> _Goal_: In the listing below, locate the line containing "Indicate the bird's tail"; reproduce that line and all lines that follow it, unchanged.

************

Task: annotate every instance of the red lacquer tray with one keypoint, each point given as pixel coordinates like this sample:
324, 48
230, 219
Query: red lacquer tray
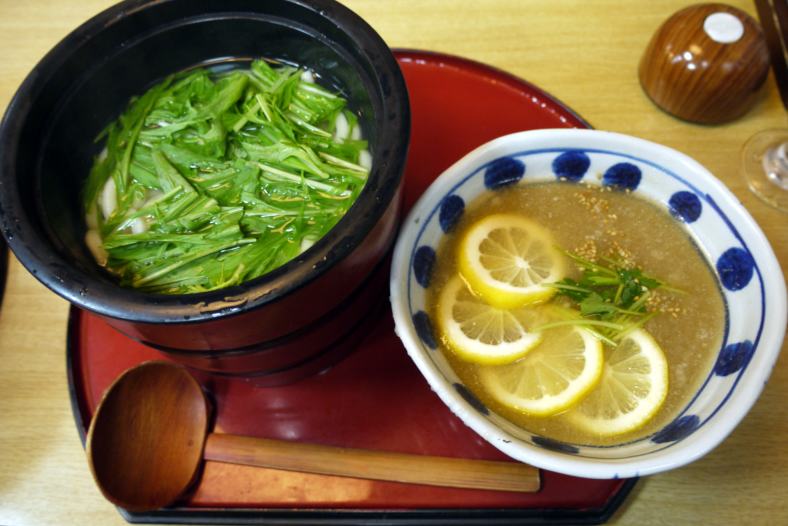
375, 398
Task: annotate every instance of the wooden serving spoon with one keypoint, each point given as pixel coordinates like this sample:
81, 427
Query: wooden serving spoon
150, 433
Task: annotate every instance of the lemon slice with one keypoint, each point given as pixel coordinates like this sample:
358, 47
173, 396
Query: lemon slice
565, 366
633, 387
509, 260
480, 333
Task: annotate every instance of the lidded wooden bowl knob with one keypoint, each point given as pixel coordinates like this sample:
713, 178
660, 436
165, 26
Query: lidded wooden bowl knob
706, 64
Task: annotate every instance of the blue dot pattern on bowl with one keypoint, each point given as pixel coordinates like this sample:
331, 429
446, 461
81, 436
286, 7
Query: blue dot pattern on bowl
687, 203
471, 399
733, 358
624, 176
680, 428
555, 445
423, 327
571, 165
503, 172
423, 262
685, 206
735, 267
451, 211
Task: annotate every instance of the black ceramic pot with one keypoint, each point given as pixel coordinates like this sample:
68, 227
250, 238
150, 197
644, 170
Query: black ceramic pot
287, 317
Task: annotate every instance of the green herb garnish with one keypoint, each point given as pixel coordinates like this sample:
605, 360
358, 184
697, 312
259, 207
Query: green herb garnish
209, 180
611, 300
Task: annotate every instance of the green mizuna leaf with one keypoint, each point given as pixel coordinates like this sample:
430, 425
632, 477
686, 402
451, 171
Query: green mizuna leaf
210, 180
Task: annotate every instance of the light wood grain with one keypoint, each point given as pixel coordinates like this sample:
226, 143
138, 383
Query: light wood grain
585, 53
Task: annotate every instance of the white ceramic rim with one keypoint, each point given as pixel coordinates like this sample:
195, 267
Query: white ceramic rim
703, 440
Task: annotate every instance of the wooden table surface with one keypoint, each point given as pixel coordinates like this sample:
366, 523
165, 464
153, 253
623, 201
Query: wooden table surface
584, 52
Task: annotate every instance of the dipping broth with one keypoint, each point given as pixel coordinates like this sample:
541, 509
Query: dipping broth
595, 223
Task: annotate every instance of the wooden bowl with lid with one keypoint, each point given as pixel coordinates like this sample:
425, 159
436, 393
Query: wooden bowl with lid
706, 64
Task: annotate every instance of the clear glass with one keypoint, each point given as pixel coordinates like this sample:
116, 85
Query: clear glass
765, 166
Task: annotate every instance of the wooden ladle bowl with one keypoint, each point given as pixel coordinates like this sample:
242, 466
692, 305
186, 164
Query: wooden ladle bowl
149, 435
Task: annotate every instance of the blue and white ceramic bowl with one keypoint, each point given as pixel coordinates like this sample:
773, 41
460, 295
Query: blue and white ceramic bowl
748, 273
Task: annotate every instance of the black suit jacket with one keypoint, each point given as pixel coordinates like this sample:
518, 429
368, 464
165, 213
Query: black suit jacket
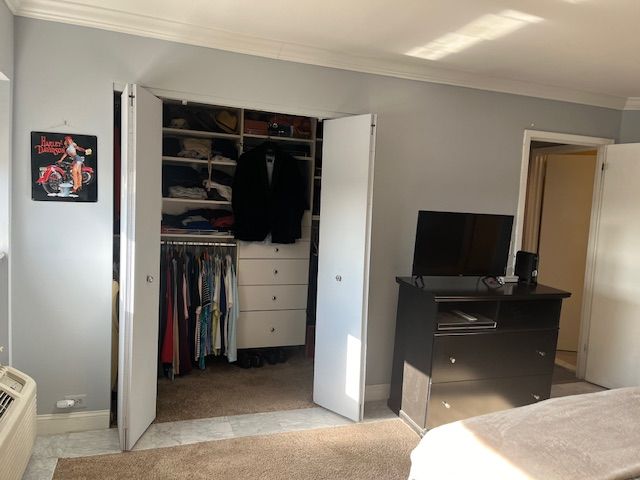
260, 208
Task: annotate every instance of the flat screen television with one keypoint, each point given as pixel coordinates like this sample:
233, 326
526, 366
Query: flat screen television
461, 244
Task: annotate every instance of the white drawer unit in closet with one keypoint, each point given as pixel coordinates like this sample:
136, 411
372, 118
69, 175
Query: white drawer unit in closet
273, 272
261, 250
277, 328
273, 297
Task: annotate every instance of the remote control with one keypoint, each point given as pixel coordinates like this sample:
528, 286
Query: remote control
466, 316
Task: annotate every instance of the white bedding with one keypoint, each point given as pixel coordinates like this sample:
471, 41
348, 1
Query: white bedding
581, 437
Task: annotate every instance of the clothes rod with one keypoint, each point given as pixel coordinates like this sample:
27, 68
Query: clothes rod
203, 244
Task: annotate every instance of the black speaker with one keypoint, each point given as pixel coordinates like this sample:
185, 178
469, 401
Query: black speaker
527, 267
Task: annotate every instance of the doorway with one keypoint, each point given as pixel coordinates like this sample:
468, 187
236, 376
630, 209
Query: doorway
557, 214
338, 366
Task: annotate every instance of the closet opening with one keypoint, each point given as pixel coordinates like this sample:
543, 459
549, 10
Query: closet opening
237, 307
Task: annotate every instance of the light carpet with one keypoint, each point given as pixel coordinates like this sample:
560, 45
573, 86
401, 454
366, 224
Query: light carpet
223, 390
365, 451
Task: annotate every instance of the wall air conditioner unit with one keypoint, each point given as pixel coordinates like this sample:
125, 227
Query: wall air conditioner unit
17, 422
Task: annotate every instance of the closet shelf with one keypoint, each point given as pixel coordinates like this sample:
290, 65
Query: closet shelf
276, 138
228, 163
201, 236
194, 201
199, 133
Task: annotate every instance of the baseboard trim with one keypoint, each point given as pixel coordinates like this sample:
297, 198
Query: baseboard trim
72, 422
373, 393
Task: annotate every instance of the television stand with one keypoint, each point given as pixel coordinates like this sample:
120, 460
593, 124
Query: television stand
447, 367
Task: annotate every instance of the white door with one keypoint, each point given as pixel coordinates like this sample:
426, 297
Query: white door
343, 264
141, 210
613, 357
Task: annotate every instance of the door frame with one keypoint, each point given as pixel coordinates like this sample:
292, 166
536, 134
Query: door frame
599, 144
5, 214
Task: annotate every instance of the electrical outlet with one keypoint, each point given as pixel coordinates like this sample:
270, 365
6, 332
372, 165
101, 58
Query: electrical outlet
80, 400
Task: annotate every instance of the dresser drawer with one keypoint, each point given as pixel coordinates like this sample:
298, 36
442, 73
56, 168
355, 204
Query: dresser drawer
272, 297
454, 401
273, 272
492, 355
260, 250
271, 328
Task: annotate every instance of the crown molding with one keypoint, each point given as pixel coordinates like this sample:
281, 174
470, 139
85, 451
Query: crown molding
633, 103
146, 26
13, 5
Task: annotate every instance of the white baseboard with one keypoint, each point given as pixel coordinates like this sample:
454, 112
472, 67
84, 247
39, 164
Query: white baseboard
72, 422
373, 393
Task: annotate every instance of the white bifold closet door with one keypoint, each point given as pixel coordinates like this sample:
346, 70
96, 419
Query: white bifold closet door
343, 264
141, 211
613, 356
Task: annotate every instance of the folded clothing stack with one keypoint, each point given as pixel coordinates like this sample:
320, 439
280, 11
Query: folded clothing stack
193, 117
198, 220
184, 181
194, 193
199, 148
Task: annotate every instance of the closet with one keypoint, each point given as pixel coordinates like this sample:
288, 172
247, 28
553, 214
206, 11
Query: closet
179, 159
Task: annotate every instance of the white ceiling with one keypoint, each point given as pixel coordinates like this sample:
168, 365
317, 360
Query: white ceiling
584, 51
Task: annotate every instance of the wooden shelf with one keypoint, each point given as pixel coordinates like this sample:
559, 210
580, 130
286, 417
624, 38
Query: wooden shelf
226, 163
195, 201
182, 132
276, 138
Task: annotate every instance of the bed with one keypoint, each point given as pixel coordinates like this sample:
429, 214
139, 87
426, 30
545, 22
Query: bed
585, 437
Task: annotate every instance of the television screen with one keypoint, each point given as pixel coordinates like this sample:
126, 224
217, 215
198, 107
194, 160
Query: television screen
470, 244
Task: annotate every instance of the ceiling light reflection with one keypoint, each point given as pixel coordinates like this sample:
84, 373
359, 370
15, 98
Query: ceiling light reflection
487, 27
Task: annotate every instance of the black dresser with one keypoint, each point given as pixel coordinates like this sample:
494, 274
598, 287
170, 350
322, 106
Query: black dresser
462, 351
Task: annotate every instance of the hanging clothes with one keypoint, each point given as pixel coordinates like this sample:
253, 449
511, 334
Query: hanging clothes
266, 203
198, 288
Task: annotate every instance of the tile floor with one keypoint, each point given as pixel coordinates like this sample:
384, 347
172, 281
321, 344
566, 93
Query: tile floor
49, 448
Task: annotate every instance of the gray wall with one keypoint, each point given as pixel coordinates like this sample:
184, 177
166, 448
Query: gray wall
6, 40
6, 67
439, 147
630, 126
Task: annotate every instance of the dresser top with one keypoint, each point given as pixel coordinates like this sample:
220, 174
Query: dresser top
466, 289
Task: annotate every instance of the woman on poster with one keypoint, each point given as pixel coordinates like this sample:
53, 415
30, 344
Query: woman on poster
71, 151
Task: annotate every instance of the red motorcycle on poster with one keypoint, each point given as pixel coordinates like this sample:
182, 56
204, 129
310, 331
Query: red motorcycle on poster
60, 163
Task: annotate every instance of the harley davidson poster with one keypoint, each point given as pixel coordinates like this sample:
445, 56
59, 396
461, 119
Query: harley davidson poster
64, 167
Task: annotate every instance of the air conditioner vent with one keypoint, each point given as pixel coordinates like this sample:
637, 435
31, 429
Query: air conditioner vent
5, 402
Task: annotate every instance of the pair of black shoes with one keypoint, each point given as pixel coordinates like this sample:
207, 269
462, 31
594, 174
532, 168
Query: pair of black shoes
257, 358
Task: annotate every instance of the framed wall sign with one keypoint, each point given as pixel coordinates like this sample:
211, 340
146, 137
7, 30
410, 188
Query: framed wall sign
64, 167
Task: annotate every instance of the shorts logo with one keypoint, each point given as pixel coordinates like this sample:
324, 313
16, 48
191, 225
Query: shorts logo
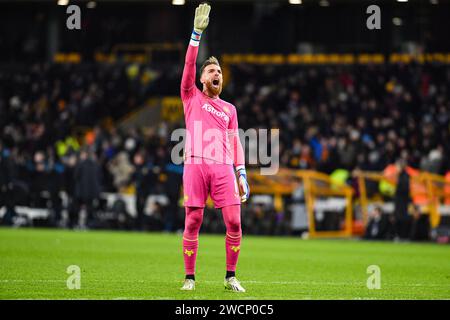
235, 249
209, 108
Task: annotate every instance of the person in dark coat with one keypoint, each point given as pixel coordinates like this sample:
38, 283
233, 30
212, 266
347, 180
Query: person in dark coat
87, 175
401, 202
144, 179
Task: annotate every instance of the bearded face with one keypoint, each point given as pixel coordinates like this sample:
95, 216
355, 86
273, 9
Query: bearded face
212, 79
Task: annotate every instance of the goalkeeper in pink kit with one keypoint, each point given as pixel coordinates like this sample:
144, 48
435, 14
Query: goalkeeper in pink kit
210, 168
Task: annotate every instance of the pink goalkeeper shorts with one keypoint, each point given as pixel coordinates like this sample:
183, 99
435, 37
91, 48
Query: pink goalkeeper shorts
205, 178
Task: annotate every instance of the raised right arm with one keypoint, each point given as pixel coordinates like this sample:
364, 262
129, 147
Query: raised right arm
201, 21
188, 79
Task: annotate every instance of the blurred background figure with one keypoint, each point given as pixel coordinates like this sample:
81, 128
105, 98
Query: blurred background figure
87, 176
378, 226
402, 199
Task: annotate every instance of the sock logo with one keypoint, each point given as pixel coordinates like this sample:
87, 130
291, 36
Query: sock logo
235, 249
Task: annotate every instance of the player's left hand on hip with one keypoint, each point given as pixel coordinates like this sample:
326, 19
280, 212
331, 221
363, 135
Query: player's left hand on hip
243, 184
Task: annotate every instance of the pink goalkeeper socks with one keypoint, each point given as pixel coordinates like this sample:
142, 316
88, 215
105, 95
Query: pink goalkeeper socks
193, 222
232, 218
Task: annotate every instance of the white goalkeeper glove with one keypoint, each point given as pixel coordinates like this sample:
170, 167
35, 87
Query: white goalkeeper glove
201, 17
243, 184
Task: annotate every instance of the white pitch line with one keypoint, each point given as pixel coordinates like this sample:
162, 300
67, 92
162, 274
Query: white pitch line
308, 283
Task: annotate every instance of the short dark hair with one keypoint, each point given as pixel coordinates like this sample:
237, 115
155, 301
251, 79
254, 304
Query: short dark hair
209, 61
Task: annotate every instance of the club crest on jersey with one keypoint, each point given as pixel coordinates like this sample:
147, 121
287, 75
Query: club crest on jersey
209, 108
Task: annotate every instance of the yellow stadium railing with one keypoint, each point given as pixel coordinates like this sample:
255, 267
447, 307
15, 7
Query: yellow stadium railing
316, 185
427, 190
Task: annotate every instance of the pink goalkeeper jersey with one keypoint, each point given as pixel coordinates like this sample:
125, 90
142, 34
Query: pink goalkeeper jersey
211, 124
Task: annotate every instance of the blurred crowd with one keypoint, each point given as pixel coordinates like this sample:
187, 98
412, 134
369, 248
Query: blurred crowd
331, 117
350, 117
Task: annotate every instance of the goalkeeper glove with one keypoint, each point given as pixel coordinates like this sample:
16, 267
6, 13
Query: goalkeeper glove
201, 18
243, 184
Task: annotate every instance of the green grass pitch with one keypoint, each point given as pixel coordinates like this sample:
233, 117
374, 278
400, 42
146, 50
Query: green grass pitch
126, 265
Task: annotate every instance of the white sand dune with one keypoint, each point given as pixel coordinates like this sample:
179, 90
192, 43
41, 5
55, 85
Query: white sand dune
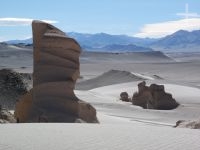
106, 101
96, 137
109, 78
122, 125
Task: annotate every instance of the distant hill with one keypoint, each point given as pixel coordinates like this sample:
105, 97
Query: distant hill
100, 40
123, 48
179, 41
26, 41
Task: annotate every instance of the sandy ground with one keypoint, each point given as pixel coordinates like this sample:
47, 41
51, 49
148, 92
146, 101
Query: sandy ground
122, 125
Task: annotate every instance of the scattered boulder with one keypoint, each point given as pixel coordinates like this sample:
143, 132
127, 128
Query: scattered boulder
56, 69
188, 124
153, 97
6, 116
124, 97
12, 86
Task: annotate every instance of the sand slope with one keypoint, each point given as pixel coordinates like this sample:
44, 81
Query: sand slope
96, 137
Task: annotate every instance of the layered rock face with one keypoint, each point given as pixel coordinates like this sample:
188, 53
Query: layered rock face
56, 69
6, 116
12, 86
153, 97
124, 97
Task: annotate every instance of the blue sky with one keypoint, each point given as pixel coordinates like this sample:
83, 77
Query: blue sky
142, 18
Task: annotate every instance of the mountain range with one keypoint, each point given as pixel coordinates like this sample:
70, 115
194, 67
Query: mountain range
179, 41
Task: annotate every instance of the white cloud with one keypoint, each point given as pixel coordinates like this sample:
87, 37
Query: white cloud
19, 21
162, 29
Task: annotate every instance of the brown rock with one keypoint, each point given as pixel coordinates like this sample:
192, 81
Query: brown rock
153, 97
124, 97
56, 69
6, 116
188, 124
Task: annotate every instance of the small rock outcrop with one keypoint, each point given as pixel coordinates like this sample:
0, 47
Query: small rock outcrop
6, 116
188, 124
12, 86
124, 97
56, 69
153, 97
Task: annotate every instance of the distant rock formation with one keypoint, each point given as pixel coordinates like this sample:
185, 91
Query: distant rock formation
12, 86
56, 69
6, 116
153, 97
124, 97
188, 124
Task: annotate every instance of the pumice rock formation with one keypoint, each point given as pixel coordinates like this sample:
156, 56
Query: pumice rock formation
56, 69
153, 97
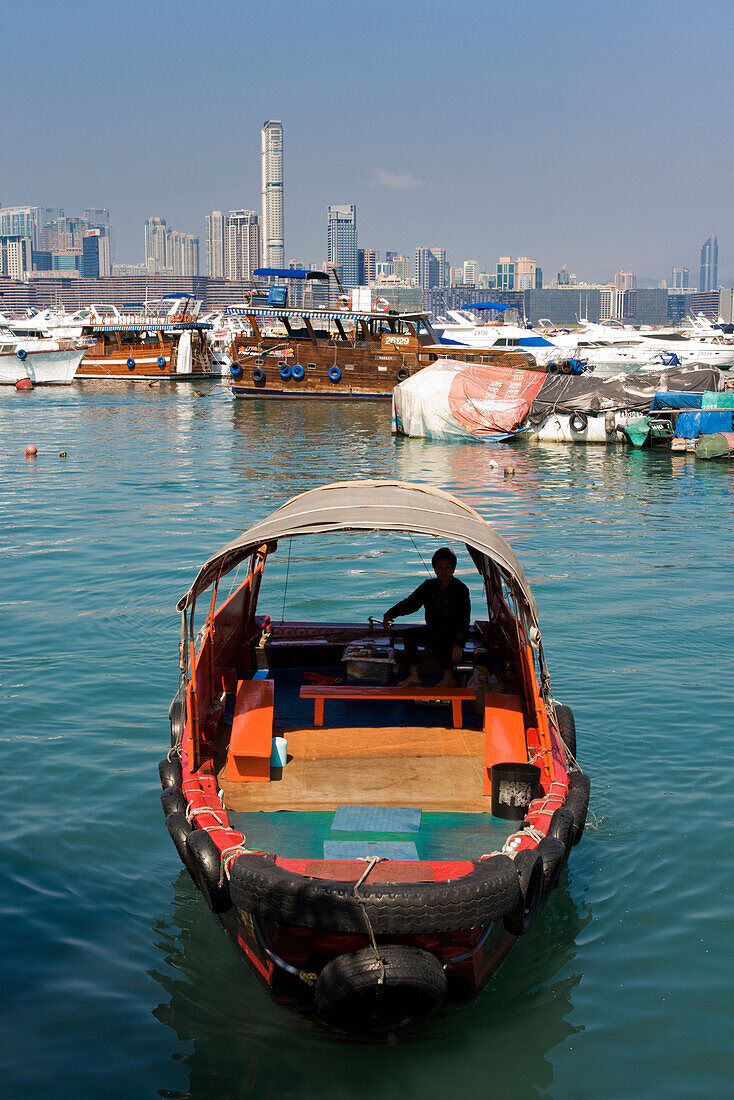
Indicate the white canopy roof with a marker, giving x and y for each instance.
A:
(368, 506)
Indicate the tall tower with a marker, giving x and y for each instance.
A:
(272, 157)
(342, 251)
(216, 231)
(709, 278)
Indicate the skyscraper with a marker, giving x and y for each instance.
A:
(430, 267)
(709, 277)
(272, 162)
(96, 253)
(241, 244)
(342, 251)
(216, 232)
(155, 244)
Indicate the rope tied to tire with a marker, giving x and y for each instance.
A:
(373, 943)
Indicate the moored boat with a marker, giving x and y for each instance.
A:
(379, 864)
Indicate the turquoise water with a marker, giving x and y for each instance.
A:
(118, 980)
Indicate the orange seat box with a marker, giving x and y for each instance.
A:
(504, 733)
(251, 741)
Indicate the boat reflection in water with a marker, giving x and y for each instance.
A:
(232, 1040)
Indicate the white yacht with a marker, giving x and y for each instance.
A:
(37, 354)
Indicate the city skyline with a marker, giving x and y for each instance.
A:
(572, 140)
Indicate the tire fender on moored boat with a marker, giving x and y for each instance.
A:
(528, 865)
(374, 997)
(207, 873)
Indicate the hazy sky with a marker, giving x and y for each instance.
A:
(596, 135)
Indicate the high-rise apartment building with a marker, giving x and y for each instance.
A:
(155, 245)
(273, 240)
(341, 243)
(21, 221)
(216, 233)
(182, 253)
(680, 279)
(625, 281)
(242, 244)
(506, 274)
(96, 253)
(709, 276)
(431, 270)
(15, 255)
(367, 265)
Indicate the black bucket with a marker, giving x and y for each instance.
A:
(514, 785)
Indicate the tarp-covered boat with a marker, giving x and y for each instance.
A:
(451, 399)
(382, 862)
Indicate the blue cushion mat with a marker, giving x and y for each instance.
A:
(376, 820)
(365, 849)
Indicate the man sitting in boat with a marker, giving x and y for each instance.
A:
(448, 617)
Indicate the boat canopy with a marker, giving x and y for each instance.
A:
(369, 506)
(288, 273)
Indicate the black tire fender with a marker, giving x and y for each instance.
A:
(179, 828)
(170, 772)
(552, 853)
(206, 858)
(485, 894)
(561, 827)
(528, 865)
(577, 801)
(173, 801)
(361, 994)
(567, 727)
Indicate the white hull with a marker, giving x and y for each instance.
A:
(42, 367)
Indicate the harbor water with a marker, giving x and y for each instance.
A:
(118, 980)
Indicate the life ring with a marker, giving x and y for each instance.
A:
(528, 865)
(173, 801)
(170, 772)
(206, 858)
(370, 997)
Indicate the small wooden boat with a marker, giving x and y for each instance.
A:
(387, 857)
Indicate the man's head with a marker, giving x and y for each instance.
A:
(445, 563)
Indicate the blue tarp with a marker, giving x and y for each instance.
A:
(676, 399)
(692, 425)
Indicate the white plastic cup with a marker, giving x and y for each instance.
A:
(280, 752)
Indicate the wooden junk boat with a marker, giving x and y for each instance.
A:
(335, 351)
(384, 861)
(160, 341)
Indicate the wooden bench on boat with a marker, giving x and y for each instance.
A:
(320, 692)
(251, 740)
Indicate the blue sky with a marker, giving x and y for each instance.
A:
(591, 134)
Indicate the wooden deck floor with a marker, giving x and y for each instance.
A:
(435, 769)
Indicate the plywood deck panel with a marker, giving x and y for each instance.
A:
(431, 782)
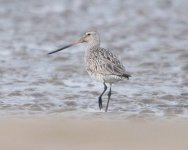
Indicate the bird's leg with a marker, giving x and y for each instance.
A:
(100, 97)
(109, 94)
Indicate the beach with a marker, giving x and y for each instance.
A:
(60, 134)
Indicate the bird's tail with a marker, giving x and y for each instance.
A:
(126, 75)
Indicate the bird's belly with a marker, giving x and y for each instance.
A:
(104, 78)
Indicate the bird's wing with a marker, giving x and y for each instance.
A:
(108, 63)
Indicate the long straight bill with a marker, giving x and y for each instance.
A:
(67, 46)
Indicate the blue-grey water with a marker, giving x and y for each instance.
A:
(150, 37)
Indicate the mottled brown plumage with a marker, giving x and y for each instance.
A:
(101, 64)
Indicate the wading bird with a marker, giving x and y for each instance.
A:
(101, 64)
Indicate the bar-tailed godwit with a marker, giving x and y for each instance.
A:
(101, 64)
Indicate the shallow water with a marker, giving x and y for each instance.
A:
(150, 38)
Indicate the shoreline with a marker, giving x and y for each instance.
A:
(62, 133)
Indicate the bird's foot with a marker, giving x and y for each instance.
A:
(100, 103)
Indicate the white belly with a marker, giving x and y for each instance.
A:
(105, 78)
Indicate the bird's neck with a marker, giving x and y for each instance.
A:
(93, 43)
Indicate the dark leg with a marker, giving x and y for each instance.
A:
(100, 97)
(109, 94)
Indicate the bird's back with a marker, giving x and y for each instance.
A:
(102, 65)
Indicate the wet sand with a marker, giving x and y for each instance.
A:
(61, 134)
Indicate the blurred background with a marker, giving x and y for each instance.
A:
(150, 37)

************

> _Exercise output_:
Indicate the bird's tail with a marker, giving x and y for each instance.
A:
(126, 75)
Indicate the bird's belly with a marker, giving x and y for each instance.
A:
(104, 78)
Indicate the bird's wing with a marker, giving x and y for each instance.
A:
(108, 63)
Indicate the long straight bill with a marker, giving x and y for each instance.
A:
(67, 46)
Indicate the blue-grey water with a marker, giving x and y for each instance.
A:
(150, 37)
Indicate the mottled brown plumage with a marker, giving x and y for each instance.
A:
(101, 64)
Indicate the wading bird with a marker, giving x and y for each instance.
A:
(101, 64)
Indicate the bar-tailed godwit with a marker, giving x and y for each instance.
A:
(101, 64)
Indicate the shallow water with a marker, giving x and y for each instance.
A:
(150, 38)
Indicate the shoreline with a marker, giving x and y for each instance.
A:
(62, 133)
Indicate the bird's foot with a marker, giving x and y for each instance.
A:
(100, 103)
Indicate the white belly with a marker, giving x and y for each instance.
A:
(105, 78)
Indicate the bird's neck with a marker, giving x and y for each instance.
A:
(93, 43)
Indicate the dark leg with a marker, giving x and y for each instance.
A:
(100, 97)
(109, 94)
Indicate the bird's back with a marker, giving x and y for each instance.
A:
(102, 65)
Indicate the wet sand with a marker, giving x and y for each instance.
A:
(61, 134)
Indicate the blurred background with a marker, giving x and y for each instance.
A:
(150, 37)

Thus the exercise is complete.